*Bounding box annotation entries*
<<<<

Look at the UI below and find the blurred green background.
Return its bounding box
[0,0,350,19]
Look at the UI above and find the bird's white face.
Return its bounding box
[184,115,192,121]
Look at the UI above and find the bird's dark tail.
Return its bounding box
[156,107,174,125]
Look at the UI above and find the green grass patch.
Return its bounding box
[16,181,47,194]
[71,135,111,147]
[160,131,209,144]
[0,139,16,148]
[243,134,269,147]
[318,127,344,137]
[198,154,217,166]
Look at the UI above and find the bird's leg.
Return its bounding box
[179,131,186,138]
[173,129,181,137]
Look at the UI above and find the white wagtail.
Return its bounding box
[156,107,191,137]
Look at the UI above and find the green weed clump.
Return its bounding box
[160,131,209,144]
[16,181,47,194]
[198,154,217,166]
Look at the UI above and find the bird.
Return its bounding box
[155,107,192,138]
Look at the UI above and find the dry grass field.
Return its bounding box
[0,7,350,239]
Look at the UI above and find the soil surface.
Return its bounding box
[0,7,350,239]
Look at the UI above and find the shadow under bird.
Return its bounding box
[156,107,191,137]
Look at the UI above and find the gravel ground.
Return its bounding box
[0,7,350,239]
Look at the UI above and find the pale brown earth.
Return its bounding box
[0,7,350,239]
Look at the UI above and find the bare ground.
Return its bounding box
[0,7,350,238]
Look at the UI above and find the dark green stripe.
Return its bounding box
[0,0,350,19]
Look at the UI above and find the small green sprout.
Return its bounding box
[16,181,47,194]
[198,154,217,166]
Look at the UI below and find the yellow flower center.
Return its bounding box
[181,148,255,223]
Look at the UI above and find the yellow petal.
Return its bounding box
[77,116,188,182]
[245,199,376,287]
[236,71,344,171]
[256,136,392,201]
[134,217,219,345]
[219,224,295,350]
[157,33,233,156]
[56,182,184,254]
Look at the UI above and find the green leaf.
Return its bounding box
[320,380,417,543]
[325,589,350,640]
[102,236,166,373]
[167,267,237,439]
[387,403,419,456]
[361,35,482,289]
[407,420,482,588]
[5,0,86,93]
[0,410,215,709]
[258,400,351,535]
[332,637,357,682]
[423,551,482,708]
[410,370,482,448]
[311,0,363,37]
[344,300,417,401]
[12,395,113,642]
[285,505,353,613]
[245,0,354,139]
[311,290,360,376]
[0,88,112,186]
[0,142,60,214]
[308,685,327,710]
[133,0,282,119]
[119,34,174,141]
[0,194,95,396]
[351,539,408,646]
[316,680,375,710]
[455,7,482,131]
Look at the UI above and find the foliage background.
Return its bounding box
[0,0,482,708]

>>>>
<<<<

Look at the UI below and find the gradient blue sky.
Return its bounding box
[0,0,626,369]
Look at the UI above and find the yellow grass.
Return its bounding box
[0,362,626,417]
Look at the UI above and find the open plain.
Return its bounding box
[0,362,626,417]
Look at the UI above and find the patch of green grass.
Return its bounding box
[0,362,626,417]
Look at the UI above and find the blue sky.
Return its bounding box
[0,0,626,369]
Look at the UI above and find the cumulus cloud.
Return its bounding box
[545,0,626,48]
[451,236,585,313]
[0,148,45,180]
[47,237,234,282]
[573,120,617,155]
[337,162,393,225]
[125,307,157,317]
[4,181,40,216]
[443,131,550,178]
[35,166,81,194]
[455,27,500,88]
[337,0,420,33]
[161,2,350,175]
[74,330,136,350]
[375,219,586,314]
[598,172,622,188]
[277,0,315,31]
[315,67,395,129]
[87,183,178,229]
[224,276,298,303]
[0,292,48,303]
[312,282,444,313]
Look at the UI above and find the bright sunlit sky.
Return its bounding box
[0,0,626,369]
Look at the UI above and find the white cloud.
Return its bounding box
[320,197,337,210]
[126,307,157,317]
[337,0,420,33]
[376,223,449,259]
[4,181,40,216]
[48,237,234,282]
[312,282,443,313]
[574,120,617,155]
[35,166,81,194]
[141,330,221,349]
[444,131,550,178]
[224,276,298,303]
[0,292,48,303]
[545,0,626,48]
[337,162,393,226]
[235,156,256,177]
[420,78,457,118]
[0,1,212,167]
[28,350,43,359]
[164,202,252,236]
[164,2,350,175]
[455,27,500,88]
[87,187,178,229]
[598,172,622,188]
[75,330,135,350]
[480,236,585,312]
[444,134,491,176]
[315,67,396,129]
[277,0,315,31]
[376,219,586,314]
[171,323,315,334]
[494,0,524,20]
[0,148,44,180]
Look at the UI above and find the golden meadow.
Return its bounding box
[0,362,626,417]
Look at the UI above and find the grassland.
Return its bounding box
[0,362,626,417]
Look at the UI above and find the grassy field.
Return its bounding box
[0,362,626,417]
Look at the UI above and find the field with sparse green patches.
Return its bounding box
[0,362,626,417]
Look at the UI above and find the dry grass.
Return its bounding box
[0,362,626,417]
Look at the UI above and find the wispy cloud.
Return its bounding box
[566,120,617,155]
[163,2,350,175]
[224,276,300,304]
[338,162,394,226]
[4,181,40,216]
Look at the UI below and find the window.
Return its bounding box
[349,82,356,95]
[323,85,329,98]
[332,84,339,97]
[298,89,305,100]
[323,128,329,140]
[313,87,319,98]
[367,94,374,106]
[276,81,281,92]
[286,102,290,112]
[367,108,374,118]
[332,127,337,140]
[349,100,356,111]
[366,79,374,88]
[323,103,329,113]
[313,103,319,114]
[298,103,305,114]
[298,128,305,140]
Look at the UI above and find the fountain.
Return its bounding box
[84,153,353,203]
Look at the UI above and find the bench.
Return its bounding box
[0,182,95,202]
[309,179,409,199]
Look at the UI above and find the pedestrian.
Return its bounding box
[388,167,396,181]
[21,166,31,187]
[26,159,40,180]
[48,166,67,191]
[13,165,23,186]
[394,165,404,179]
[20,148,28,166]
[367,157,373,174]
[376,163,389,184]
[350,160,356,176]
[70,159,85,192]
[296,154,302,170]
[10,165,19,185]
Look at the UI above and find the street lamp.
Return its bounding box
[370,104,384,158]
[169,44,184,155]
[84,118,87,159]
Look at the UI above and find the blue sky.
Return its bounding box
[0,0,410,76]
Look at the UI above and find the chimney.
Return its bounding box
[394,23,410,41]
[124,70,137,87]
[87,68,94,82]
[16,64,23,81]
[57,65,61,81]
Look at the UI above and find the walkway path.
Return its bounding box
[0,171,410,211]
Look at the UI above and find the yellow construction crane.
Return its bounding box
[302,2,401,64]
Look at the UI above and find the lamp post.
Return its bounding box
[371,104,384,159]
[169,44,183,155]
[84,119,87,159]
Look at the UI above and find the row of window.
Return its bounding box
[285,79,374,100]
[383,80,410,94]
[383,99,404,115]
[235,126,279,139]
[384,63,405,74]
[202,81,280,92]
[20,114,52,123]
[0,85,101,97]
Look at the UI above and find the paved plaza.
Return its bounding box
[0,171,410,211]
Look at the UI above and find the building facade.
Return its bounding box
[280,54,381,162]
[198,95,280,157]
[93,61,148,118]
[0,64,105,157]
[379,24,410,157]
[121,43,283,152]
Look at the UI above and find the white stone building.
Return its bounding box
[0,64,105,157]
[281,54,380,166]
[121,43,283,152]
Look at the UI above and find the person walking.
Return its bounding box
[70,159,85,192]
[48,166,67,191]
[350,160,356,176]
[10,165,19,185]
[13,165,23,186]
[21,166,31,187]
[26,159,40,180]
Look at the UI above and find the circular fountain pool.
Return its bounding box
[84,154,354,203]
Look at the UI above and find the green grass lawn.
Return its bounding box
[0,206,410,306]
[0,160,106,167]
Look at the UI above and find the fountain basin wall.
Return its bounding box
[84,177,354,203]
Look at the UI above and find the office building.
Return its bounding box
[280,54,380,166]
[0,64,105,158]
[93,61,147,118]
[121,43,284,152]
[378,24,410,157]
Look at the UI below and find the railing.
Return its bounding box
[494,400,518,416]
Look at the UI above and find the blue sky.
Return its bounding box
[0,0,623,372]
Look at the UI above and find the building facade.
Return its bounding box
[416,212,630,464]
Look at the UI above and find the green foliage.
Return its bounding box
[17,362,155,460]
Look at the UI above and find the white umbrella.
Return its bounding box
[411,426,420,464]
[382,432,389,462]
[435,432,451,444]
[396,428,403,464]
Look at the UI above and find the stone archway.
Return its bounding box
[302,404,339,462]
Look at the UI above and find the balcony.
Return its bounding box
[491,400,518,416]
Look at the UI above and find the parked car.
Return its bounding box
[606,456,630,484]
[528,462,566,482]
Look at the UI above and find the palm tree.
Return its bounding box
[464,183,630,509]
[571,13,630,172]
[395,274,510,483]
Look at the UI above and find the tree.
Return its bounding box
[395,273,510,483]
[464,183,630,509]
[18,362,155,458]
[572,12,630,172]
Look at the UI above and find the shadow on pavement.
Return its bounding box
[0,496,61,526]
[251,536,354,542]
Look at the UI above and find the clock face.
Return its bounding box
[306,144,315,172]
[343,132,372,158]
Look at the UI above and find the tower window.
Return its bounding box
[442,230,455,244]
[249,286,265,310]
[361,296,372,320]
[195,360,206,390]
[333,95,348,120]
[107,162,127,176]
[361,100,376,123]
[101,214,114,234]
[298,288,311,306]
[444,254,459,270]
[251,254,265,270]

>>>>

*Requirements*
Rewrite the listing above as a numbered list, covering only the lines between the one holding "Look at the UI above and find the grassy" and the one holding "[84,118,87,159]", inclusive, and omitting any blank lines.

*Answer in full*
1. Look at the UI above and find the grassy field.
2. Return its bounding box
3. [0,362,626,417]
4. Look at the UI above and find the field with sparse green patches.
5. Return its bounding box
6. [0,362,626,417]
7. Look at the UI above and find the dry grass.
8. Return its bounding box
9. [0,362,626,417]
10. Look at the UI above and find the wispy cloud.
11. Return its bounding box
12. [566,120,617,155]
13. [163,2,350,175]
14. [224,276,300,304]
15. [338,162,394,226]
16. [4,181,40,216]
17. Look at the UI below and find the window.
18. Return its bounding box
19. [349,82,356,95]
20. [323,85,329,98]
21. [332,84,339,97]
22. [298,89,305,100]
23. [323,128,329,140]
24. [313,87,319,98]
25. [367,94,374,106]
26. [276,81,281,92]
27. [286,102,290,112]
28. [367,108,374,118]
29. [332,127,337,140]
30. [349,100,356,111]
31. [366,79,374,88]
32. [323,103,329,113]
33. [313,103,319,114]
34. [298,103,305,114]
35. [298,128,305,140]
36. Look at the UI above and find the fountain.
37. Return its bounding box
38. [84,153,353,203]
39. Look at the UI above and find the bench.
40. Return its bounding box
41. [0,182,95,202]
42. [309,179,409,199]
43. Look at the UI above and find the pedestrian.
44. Return its bounding box
45. [388,167,396,181]
46. [21,166,31,187]
47. [26,159,40,180]
48. [48,166,67,191]
49. [13,165,23,186]
50. [394,165,404,179]
51. [20,148,28,166]
52. [367,157,373,174]
53. [376,163,389,184]
54. [350,160,356,176]
55. [70,159,85,192]
56. [296,154,302,170]
57. [10,165,19,185]
58. Look at the UI above and find the street lamp.
59. Return its bounding box
60. [370,104,384,158]
61. [169,44,184,155]
62. [84,118,87,159]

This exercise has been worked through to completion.